*WRITTEN PROBLEM*
Copy out the material below with every "Pin" replaced by "Mark". Keep all other text unchanged.
═════ DATA SUPPLIED
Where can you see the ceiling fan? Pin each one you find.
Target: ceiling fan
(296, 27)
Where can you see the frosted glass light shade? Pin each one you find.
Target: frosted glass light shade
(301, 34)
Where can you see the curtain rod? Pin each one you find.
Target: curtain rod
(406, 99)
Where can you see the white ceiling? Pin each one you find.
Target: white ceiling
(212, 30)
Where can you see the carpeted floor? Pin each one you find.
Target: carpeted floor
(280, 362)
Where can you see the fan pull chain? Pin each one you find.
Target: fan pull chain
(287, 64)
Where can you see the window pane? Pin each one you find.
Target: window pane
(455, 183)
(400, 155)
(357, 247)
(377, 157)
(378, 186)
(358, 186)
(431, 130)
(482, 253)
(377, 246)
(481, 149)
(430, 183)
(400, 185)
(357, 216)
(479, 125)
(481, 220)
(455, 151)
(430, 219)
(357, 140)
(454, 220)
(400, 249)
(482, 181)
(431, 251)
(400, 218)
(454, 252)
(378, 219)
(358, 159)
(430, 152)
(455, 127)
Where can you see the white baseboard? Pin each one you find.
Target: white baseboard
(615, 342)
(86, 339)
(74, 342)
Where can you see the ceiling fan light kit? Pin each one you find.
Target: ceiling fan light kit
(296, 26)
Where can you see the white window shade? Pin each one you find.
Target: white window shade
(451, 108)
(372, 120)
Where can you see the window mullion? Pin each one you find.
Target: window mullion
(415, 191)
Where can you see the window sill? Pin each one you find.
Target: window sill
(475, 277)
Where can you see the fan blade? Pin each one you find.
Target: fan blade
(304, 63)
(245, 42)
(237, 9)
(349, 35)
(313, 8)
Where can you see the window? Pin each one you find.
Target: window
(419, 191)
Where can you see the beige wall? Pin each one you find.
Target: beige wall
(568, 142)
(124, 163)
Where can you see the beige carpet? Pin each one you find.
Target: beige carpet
══════════
*SOLVED PROBLEM*
Where can you see the ceiling fan? Mark each one you find.
Target: ceiling fan
(296, 27)
Where can you see the frosted glass light shade? Mark each one you find.
Target: frosted glass light shade
(301, 34)
Where can you see the curtain rod? Mark each one you find.
Target: curtain rod
(406, 99)
Where can you see the white ceiling? Mark each one you find.
Target: white ceiling
(212, 30)
Where can you see the carpeted floor? Mark each one you find.
Target: carpeted floor
(280, 362)
Where can you see the fan pull chain? Mark each one you find.
Target: fan pull chain
(287, 64)
Where can you see the window pane? Mark each one you find.
Target: window pane
(455, 183)
(400, 155)
(357, 247)
(377, 157)
(378, 186)
(358, 186)
(431, 130)
(482, 253)
(377, 246)
(481, 149)
(430, 183)
(400, 185)
(357, 216)
(479, 125)
(481, 220)
(455, 151)
(430, 219)
(357, 140)
(454, 220)
(400, 249)
(482, 181)
(431, 251)
(400, 218)
(454, 252)
(378, 219)
(358, 159)
(430, 152)
(455, 127)
Where can you see the white baseboard? Mark each one you find.
Target: white baseboard
(615, 342)
(86, 339)
(74, 342)
Where can you see the ceiling fan light kit? Mark each one you find.
Target: ceiling fan light kit
(296, 26)
Where can you see the white window shade? Mark each one you find.
Target: white window shade
(451, 108)
(372, 120)
Where can you see the window mullion? Mark each one you find.
Target: window mullion
(415, 191)
Where can you see the window sill? Mark each one you find.
Target: window sill
(475, 277)
Where can you see the fan blade? Mark each one you find.
Target: fan blade
(304, 63)
(245, 42)
(237, 9)
(349, 35)
(313, 8)
Where can you see the window? Mark each one you find.
Target: window
(419, 191)
Where can you see the beige wall? Mark each one you find.
Target: beige wall
(568, 142)
(124, 163)
Where can you see the beige carpet? Mark each one you find.
Target: beige carpet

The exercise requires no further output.